### What needs to be done
Return, copied in full, each line of the data below that contains the string "this". Case matters when matching.

### Supplied records
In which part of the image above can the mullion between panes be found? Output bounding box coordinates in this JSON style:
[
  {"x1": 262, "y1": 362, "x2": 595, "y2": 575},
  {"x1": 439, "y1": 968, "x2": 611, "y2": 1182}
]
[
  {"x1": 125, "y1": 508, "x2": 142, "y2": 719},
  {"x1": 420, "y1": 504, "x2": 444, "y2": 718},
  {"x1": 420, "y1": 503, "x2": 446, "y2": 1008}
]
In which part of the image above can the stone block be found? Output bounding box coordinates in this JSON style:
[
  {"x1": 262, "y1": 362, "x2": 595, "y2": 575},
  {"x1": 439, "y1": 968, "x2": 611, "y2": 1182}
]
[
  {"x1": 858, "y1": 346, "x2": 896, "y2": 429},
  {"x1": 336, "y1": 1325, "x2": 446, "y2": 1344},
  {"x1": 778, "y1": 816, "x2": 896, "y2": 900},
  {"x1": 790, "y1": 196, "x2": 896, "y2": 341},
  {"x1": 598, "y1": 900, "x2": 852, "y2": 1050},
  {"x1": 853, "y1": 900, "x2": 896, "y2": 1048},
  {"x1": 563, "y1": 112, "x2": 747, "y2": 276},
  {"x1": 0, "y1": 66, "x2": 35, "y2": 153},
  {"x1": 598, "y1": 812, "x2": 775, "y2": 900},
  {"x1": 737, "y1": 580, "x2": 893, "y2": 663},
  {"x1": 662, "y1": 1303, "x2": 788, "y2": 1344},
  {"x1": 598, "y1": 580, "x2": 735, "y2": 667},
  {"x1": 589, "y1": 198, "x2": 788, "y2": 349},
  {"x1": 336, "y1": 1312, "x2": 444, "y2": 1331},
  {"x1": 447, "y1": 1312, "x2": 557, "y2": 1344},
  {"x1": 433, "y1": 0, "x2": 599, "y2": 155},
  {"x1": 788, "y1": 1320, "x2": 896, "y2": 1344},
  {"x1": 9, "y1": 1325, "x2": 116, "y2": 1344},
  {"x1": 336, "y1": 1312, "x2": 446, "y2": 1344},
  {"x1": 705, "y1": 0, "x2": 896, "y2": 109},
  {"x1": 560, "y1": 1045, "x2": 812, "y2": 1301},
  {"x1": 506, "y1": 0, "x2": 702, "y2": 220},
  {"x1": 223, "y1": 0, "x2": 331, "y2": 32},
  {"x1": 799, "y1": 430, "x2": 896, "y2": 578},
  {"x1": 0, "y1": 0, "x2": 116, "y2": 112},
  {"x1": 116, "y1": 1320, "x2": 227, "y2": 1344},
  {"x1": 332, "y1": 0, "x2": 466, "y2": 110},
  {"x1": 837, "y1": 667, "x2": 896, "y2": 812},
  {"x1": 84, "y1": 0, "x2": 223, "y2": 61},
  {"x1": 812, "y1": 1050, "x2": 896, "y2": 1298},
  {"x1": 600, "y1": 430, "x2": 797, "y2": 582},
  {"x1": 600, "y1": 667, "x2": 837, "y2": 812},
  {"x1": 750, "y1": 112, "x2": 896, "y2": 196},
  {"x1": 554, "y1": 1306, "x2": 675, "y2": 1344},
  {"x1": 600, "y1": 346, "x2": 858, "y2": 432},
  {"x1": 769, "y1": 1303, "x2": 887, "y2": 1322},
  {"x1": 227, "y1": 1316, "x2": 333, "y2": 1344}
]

### Response
In which part of the image above can the mullion between panes be found? Output bounding box coordinates in this JSON style:
In which part of the image above can the stone block be found? Output bounding box coordinates in this JSON style:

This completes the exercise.